* _WHAT IS REQUIRED_: Exact wording is required for every entry; transcribe all of them and leave the images out.

== Segment start ==

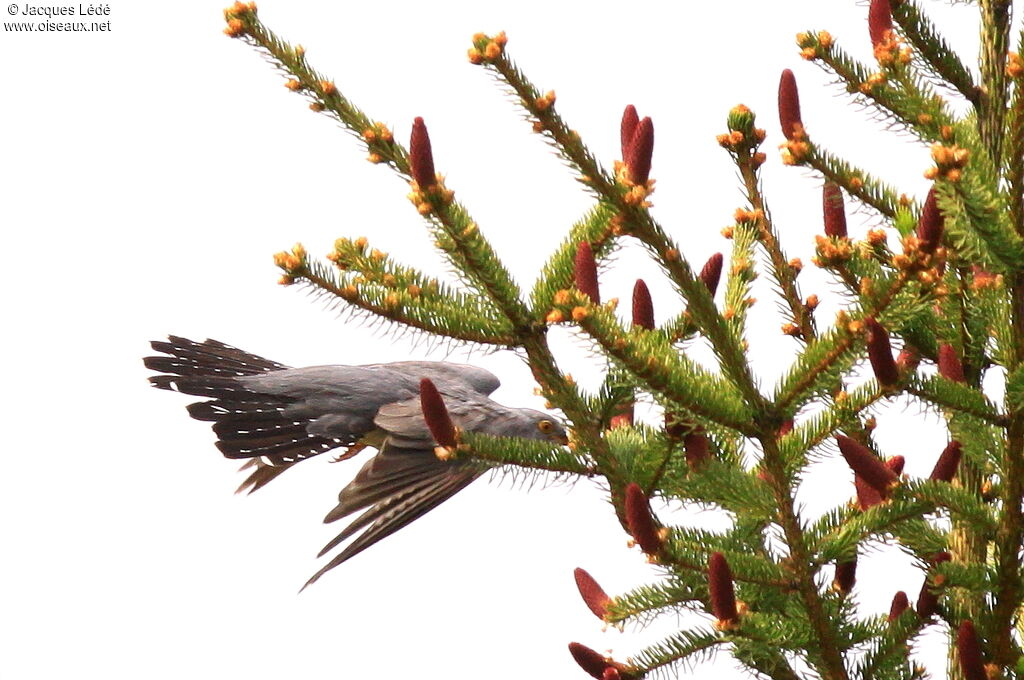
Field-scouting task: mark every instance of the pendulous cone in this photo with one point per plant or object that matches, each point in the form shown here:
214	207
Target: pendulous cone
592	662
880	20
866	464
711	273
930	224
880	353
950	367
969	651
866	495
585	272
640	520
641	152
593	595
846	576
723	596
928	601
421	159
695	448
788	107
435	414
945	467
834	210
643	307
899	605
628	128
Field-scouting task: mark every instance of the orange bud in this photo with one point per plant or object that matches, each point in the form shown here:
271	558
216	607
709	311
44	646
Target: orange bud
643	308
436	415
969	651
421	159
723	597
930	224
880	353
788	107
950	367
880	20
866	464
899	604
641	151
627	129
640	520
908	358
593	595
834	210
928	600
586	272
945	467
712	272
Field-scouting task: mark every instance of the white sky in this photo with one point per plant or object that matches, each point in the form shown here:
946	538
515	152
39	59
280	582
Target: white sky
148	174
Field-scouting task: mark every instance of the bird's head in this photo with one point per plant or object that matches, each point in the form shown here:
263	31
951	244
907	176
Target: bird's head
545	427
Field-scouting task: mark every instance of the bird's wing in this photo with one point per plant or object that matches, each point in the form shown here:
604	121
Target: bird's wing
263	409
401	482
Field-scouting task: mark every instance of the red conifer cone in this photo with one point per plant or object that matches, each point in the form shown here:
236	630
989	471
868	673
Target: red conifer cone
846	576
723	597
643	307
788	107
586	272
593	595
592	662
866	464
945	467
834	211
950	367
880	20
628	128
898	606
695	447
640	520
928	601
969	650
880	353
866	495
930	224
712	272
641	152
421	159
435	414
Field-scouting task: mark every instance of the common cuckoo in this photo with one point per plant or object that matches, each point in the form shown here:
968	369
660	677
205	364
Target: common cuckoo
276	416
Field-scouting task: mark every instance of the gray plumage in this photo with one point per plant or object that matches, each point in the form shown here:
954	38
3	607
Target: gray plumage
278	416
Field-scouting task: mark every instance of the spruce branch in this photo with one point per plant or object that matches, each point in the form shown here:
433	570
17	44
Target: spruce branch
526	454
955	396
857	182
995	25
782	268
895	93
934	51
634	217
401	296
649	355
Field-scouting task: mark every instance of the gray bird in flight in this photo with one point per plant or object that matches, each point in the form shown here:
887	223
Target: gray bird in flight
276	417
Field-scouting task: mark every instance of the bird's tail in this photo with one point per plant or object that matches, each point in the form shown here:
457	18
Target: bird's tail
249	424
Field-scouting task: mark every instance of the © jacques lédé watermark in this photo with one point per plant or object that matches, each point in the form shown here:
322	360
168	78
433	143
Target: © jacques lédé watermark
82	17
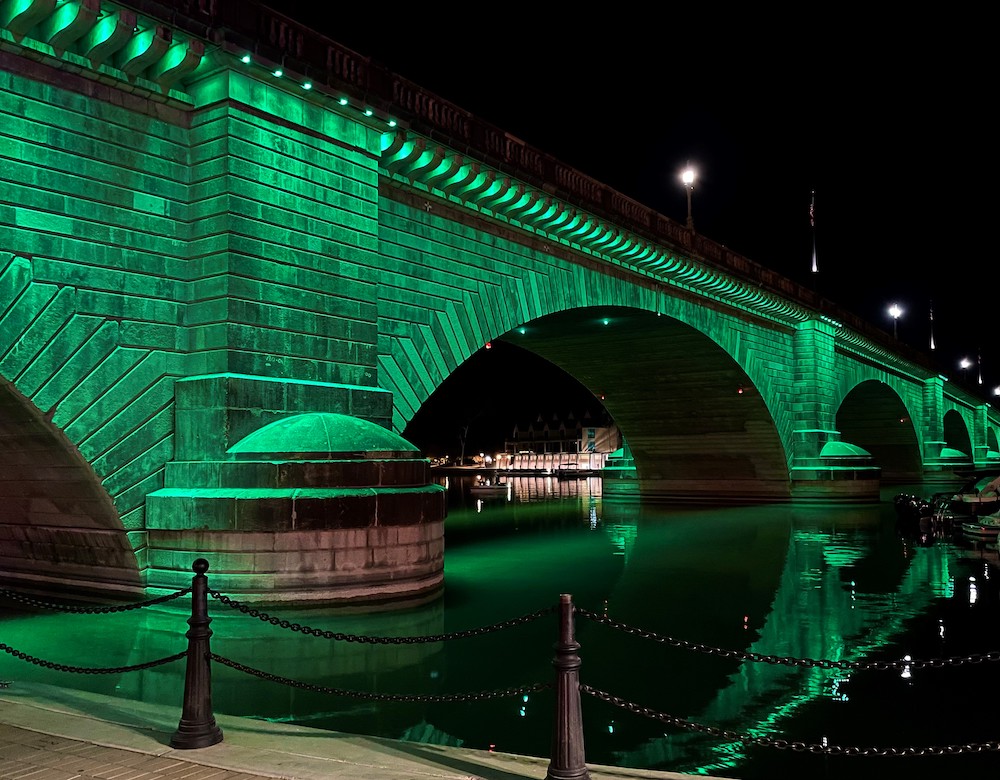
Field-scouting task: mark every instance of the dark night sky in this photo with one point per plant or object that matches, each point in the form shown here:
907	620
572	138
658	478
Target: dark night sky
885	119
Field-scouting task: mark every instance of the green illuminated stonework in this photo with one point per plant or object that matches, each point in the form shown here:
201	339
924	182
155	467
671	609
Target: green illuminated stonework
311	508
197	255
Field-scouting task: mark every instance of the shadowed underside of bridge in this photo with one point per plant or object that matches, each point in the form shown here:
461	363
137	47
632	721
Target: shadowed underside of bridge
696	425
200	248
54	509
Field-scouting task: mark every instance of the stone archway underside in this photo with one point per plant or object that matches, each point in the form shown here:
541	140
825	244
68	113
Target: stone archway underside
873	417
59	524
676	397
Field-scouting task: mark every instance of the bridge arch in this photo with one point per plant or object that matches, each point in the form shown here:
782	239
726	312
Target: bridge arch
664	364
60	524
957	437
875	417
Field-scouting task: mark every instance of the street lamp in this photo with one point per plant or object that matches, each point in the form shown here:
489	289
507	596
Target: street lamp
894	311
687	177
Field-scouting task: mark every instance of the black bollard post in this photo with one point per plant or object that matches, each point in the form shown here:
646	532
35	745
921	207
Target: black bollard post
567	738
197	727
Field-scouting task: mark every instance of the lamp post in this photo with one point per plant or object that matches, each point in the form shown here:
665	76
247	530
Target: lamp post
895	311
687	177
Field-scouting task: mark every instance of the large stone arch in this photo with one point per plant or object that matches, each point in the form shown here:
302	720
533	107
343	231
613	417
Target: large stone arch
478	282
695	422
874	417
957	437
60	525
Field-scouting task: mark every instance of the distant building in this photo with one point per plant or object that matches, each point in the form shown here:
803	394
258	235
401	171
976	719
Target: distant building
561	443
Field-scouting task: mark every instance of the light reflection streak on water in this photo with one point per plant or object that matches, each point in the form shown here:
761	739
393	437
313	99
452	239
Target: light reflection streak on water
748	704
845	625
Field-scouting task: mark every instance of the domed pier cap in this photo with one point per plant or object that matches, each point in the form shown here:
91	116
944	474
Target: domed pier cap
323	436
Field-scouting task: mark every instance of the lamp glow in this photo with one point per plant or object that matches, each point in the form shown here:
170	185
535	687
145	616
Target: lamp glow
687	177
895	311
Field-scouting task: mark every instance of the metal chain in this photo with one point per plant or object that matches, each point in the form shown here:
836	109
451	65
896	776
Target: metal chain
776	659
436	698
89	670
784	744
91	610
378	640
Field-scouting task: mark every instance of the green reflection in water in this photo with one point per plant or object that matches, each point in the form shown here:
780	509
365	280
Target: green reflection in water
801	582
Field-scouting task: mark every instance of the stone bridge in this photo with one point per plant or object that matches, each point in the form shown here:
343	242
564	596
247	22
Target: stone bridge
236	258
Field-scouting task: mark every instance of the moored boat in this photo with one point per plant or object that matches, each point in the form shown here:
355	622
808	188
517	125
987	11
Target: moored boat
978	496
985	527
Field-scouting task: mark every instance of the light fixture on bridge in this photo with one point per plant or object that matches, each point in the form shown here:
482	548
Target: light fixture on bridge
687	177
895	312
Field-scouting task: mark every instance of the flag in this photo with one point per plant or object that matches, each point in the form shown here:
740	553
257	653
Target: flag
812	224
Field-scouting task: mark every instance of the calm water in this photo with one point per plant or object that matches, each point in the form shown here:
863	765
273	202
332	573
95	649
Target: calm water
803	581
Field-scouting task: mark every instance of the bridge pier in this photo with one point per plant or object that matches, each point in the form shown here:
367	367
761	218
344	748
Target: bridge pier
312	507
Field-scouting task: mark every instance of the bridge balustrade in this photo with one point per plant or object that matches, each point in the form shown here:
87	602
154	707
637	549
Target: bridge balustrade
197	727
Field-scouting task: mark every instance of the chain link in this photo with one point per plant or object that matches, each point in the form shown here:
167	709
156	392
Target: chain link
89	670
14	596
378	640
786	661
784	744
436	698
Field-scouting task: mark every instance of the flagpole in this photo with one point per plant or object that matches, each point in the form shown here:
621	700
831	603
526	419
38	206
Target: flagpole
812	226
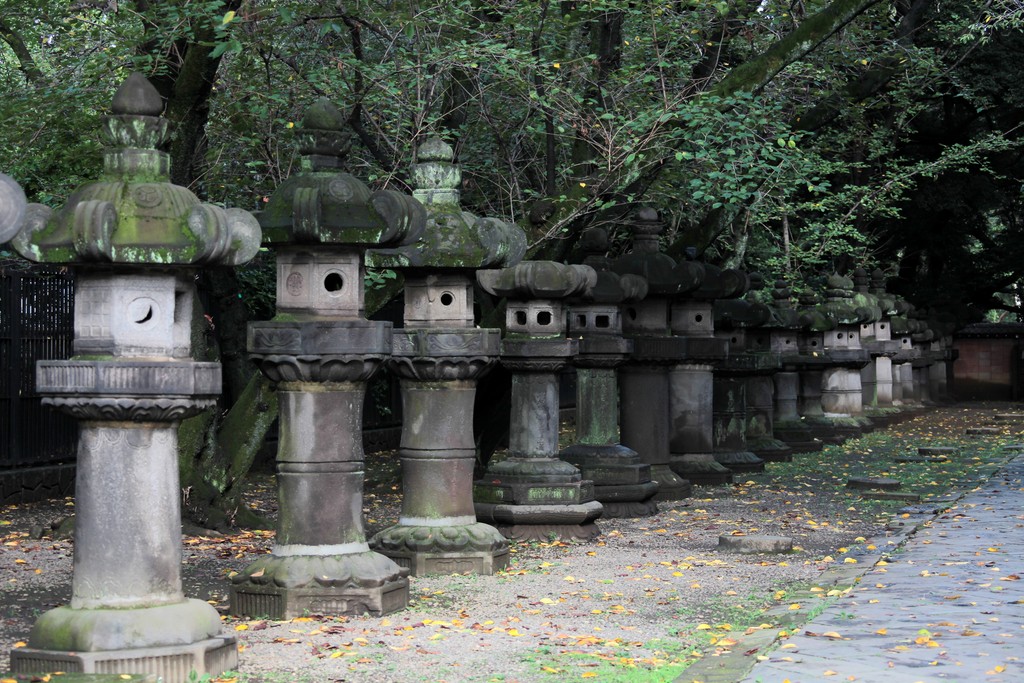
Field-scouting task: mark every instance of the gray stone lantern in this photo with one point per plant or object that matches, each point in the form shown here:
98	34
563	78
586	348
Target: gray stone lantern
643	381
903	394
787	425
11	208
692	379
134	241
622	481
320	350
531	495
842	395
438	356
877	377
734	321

== Segment end ==

* _EXERCISE RESPONSE_:
Field-scouting task: mark every instance of the pendulous cone in this photo with one point per plant or object that matches, each point in the form shown here:
214	207
Target: pendulous cone
592	662
880	20
866	464
711	273
930	224
880	353
950	367
969	651
866	495
585	272
640	520
641	152
593	595
846	576
723	596
928	601
421	159
695	448
788	107
435	414
945	467
834	210
643	307
899	605
628	128
Field-scouting task: mark every instance of the orange bud in this photo with one point per plant or object that matches, each point in the form shown here:
271	558
216	607
709	311
44	646
Target: orange bud
643	308
436	415
969	651
421	159
723	597
930	224
880	353
788	107
950	367
880	20
866	464
899	604
641	151
627	129
640	520
908	358
593	595
834	210
928	600
586	272
945	467
712	272
Field-scouting task: mark every instance of the white sky in this photo with one point per plant or object that matches, each point in the form shown here:
946	538
515	152
39	59
280	582
Target: white sky
148	174
Field-scouting task: mark every instance of the bird's head in this photo with one point per plant or object that matches, each point in the form shown here:
263	31
951	244
907	176
Target: bird's head
545	427
Field-scouting task: mark every instance of the bird's wing in this photo with one point per plant or object that matches, each point in the form shown here:
604	121
Target: bird's wing
263	409
401	482
Field-scouting task: mark every instance of the red conifer cone in this photo with one point per plant or object that matches, each point in the form shown here:
236	630
989	471
868	673
Target: red conifer cone
846	576
723	597
643	307
788	107
586	272
593	595
592	662
866	464
945	467
834	211
950	367
880	20
628	128
898	606
695	447
640	520
928	601
969	650
880	353
866	495
930	224
712	272
641	152
421	159
435	414
Field-scouting task: mark every instance of the common cuckoo in this photo with one point per plant or object that matches, each point in the form shown here:
968	369
660	677
205	364
Target: common cuckoo
276	416
Field-scouting task: mark every instance of the gray plumage in this photo with one point per plant or object that matches, each point in the form shown here:
954	38
3	607
Target: gray plumage
278	416
Field-scouting task: mark every instance of the spruce branch in this photo with one point per plant or object that matches, each point in the form shown here:
433	570
17	44
Target: spruce branch
526	454
955	396
857	182
995	25
782	268
895	93
934	51
634	217
401	296
649	355
Field-scouting task: mark every instance of the gray bird in flight in this photo with one point per plant or object that matches, each point in the form shown here:
887	223
Target: gray bird in flight
276	417
Field-scouting task: mark every instance of the bird's tail in this photo with one point per plant or object that matches, each point in the form shown here:
457	18
Target: bird's tail
249	424
Field-scouting task: mark every instance of the © jacques lédé watermark in this photo with one point per plant or object that matches, each point in the form shown here:
322	360
168	78
433	143
Target: © jacques lédé watermark
82	17
Field-scouting task: mark every instance of the dark night sky in this photo with one point per plant or object that matches, each point in the form shown here:
907	620
572	138
658	478
Target: dark night sky
885	119
Field-scouting task: mark every instance of the green illuminated stonework in this photo with one point per plant or object that matches, each point in the form shown here:
201	339
924	182
155	467
671	609
Target: green illuminated stonework
311	508
197	255
Field-scouting task: mark every instance of the shadowed underside of bridge in this photo with one point per plant or object that matches, each point in the form shown here:
461	363
137	47
632	721
Target: shadowed underside of bridge
696	425
200	248
54	509
Field-scouting task: mark every instance of the stone archway underside in this photo with one point per plant or object that matches, each point in the form shown here:
541	140
825	244
68	113
Target: stone archway underside
873	417
59	524
676	397
Field-scouting task: mark every instance of the bridge arch in this photo with one point per plant or object that matches, each point in the form shown here:
782	239
726	312
Target: bridge arch
664	364
60	524
957	437
875	417
Field-scouting task: mark every instance of the street lamp in this photo with one point per plant or object that matches, each point in the form shown here:
489	289
507	596
Target: street lamp
894	311
687	177
Field-scouting task: mark every instance of the black bollard post in this photo with one point per plant or object that matches, each point in the form shown here:
646	532
35	745
921	207
Target: black bollard post
567	738
197	727
Field-scouting task: mark every instance of the lamp post in this photo with one point per plant or object that matches, each point in the form shown here:
665	76
247	530
Target: lamp post
895	311
687	177
Field-scouting task: mark every instance of the large stone arch in this photo with one point per plant or object that matches, each point in the form shown here:
302	720
533	107
343	231
613	417
Target: large stone arch
478	282
695	422
874	417
957	437
60	525
Field-scouting task: mark every instance of the distant building in this photo with one point per plant or object that matches, each point in the form shown here:
803	394
258	235
401	171
976	719
Target: distant building
561	443
Field-scouting task: mark every instance of the light reflection streak on water in this photo with one point per plant or object that matches, each point in the form shown here:
761	739
393	437
313	99
452	239
Target: light reflection streak on water
748	704
845	625
Field-scouting task: mark every instance of the domed pier cap in this photo with one point per plant or object that matches, each point in the form shown here:
91	116
944	474
Target: domed pier cap
323	436
Field-scouting task: mark every instance of the lamp glow in this photo with one point per plant or object that matches, each point in the form shown here:
170	185
535	687
145	616
Target: lamp glow
687	177
895	311
Field-scouting task: mark every instance of the metal chain in this photo with one point per plant or object that matches, each point in the form shown here:
836	109
451	65
896	776
Target: metal chain
776	659
436	698
89	670
784	744
91	610
378	640
Field-scouting task: mark every instance of the green reflection in water in this photo with one point per plant or object that matches, each point in the form shown here:
780	509
365	280
Target: green reflection in water
801	582
Field-scouting task: mark every instance of the stone bridge in this photo with one point per plant or object that matches, each point in the form shown here:
343	242
564	596
247	22
Target: stone bridge
236	258
Field-scouting task: mark every instance of the moored boat in this photo with one point per plant or object that matches, each point in the form shown here:
355	622
808	188
517	125
987	11
Target: moored boat
978	496
985	527
Field-scouting task: mark every instance of the light fixture on bridge in this photo with one point per plant or object that matches, each point in the form shown here:
482	548
Target: light fixture on bridge
687	177
895	312
Field-scouting task: mark every instance of the flag in this photo with one point per plant or object that matches, each point in the form shown here:
740	553
257	653
Target: flag
812	224
Field-scouting task: mark every instance of the calm water in this photo with one point per plant or object that matches, each point in the form shown here:
863	765
273	202
332	573
95	649
Target: calm water
803	581
Field-scouting task: mark every instance of the bridge pier in this photo with one point per plant or object that matches, each point in the form shown here:
367	367
761	218
344	748
Target: bridge pier
312	507
Field-scouting task: mark every instance of the bridge balustrade in this photo with one point per plant or object that matches, each point in the form shown here:
87	602
154	707
637	549
Target: bridge balustrade
197	727
Field-scouting task: mark every instance of the chain link in this photo with one point per plant or object that matches, each point in the form shown here:
167	709
156	392
Target: chain link
89	670
14	596
378	640
786	661
784	744
436	698
Field-scouting task: mark every instance of the flagpole in this photo with one point per plant or object that matches, each point in the form shown here:
621	700
831	603
526	419
38	206
Target: flagpole
812	226
Field-scouting task: mark every instance of the gray stone lantern in this photo with one point per plant or object that matches, each point in the form shown here:
98	34
563	78
586	348
Target: gray stone lantern
643	381
903	394
787	425
11	208
692	379
134	241
622	481
320	350
531	495
842	395
438	356
877	377
734	321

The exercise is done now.